** WRITTEN PROBLEM **
Please collect every line of the data below that contains the string "tree", and copy each one in full. Matching is case-sensitive.

** start SOURCE DATA **

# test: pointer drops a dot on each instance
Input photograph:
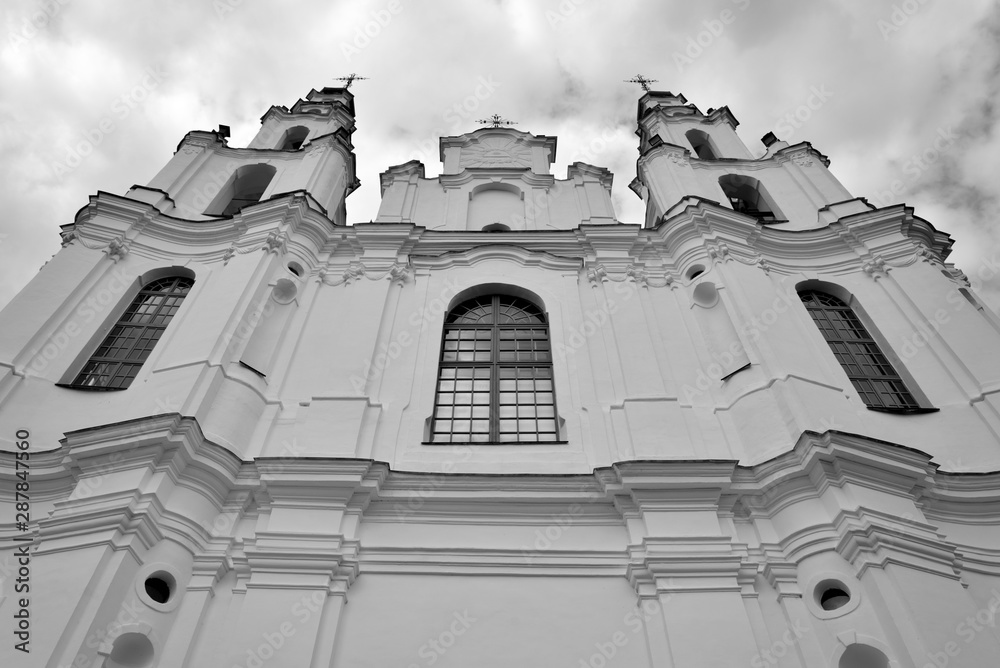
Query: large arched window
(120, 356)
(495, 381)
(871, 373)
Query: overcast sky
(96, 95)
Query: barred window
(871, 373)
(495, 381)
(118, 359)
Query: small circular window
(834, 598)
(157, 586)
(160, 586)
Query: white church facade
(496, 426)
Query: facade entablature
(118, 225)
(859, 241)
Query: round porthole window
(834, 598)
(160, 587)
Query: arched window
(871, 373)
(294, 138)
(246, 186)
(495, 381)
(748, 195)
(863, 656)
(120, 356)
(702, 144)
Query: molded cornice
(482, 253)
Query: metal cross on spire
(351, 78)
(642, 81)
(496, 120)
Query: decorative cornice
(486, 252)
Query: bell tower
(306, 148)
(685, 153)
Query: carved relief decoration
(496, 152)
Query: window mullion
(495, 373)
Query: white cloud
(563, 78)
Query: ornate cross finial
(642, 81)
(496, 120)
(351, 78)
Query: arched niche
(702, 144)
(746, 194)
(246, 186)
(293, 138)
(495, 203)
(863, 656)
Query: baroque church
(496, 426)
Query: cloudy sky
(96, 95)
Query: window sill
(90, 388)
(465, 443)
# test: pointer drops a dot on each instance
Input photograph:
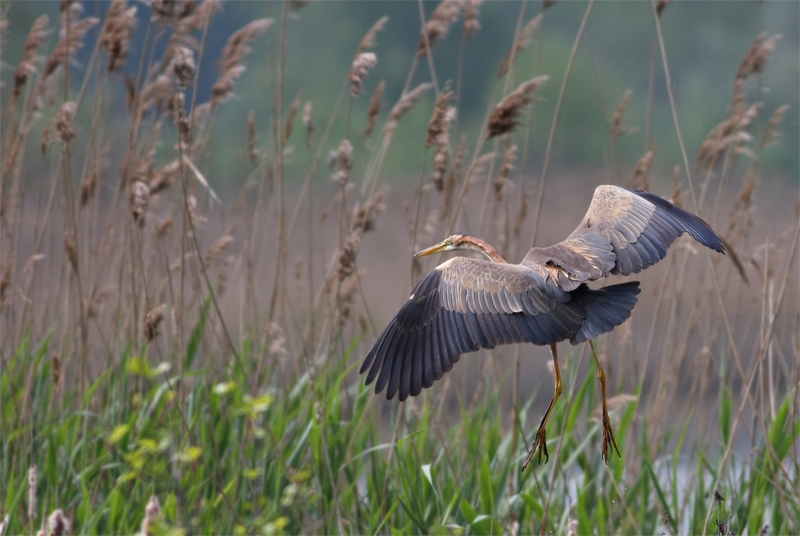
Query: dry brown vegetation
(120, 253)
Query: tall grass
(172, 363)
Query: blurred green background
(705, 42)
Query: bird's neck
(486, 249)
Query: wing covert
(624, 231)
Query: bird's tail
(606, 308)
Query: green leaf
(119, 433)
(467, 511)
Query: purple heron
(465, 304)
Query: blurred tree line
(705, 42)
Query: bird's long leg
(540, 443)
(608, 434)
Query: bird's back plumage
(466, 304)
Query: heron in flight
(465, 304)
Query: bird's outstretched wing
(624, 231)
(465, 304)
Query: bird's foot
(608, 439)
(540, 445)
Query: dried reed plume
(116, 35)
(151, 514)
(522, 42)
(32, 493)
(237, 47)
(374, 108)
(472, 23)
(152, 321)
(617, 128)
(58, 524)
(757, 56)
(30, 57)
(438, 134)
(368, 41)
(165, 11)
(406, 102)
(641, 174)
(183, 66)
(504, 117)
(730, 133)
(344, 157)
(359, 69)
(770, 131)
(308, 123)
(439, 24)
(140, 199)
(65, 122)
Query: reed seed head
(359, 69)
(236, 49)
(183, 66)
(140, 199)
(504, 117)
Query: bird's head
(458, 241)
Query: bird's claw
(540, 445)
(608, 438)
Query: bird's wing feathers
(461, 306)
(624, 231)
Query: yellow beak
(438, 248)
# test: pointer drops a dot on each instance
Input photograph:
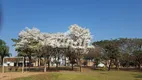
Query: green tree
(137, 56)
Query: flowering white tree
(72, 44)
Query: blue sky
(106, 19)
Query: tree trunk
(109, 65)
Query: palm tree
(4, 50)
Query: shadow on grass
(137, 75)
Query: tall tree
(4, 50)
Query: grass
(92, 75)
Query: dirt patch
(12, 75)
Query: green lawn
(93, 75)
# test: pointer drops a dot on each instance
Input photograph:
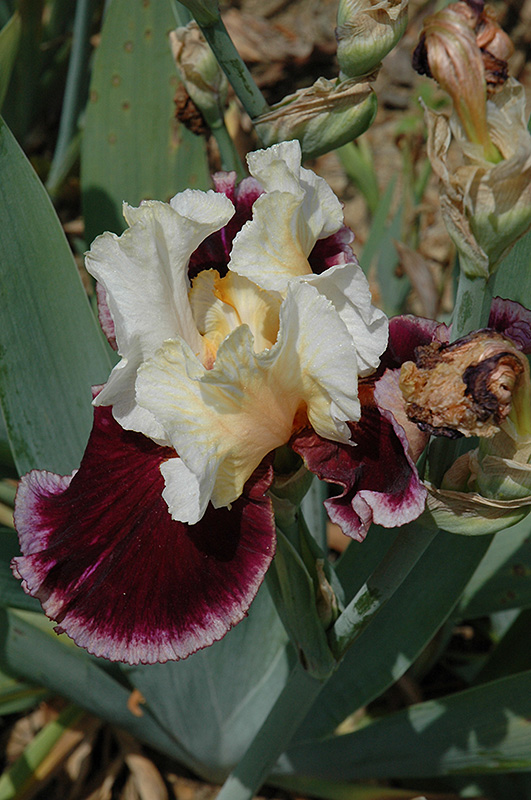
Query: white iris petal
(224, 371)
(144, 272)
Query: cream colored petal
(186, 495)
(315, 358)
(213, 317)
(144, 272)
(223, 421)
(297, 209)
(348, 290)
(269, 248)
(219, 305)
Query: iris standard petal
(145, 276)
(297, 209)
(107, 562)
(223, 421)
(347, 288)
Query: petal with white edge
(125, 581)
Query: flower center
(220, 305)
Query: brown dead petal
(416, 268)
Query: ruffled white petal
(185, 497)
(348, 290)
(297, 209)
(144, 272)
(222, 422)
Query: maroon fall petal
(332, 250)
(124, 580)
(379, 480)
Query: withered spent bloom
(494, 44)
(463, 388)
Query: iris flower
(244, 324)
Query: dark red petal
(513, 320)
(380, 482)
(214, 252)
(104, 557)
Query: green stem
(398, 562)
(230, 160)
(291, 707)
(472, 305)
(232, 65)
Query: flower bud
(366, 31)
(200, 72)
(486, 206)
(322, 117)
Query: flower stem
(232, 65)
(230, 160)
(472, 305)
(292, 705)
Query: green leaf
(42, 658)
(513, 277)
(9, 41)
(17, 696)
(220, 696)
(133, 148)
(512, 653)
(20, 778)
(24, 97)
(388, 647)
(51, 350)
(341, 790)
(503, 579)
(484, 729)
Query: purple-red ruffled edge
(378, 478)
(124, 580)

** end SOURCE DATA **
** start SOURCE DATA **

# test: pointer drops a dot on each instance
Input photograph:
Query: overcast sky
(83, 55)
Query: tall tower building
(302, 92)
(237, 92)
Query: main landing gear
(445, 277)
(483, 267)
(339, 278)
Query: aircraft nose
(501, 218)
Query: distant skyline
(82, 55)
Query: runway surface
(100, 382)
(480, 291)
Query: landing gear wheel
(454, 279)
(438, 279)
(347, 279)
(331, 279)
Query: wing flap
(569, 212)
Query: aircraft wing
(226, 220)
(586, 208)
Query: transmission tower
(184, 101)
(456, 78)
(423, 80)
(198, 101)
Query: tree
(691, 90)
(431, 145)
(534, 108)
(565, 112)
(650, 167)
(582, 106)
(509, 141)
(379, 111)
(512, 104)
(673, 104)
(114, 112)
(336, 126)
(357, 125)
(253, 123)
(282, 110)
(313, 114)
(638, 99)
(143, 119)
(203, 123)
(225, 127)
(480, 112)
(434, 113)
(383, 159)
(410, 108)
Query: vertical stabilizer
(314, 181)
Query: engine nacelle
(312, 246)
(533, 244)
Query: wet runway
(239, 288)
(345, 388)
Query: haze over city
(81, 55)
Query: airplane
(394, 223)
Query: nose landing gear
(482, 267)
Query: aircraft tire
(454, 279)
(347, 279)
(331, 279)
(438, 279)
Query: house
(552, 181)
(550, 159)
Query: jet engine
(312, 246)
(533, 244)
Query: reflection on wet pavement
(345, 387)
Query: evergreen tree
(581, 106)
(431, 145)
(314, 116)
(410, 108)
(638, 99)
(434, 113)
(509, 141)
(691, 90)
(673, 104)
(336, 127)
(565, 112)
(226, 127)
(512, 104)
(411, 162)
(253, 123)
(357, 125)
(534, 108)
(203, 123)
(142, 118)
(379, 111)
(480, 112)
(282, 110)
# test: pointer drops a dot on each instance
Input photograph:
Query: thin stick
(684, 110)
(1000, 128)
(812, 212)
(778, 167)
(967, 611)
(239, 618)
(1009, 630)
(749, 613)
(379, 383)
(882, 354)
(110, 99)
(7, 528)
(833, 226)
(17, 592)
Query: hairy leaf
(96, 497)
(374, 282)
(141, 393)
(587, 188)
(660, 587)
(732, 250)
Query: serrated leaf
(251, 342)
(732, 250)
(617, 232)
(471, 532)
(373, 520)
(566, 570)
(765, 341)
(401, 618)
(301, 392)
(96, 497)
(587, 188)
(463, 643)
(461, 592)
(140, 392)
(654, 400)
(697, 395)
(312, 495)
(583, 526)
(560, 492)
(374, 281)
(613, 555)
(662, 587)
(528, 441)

** end SOURCE DATA **

** RESULT OF THIS EXERCISE **
Query: blurred tree line
Query: green tree
Query: flowering white tree
Query: tree trunk
Query: palm tree
Query: tall tree
Query: tree
Query: evergreen tree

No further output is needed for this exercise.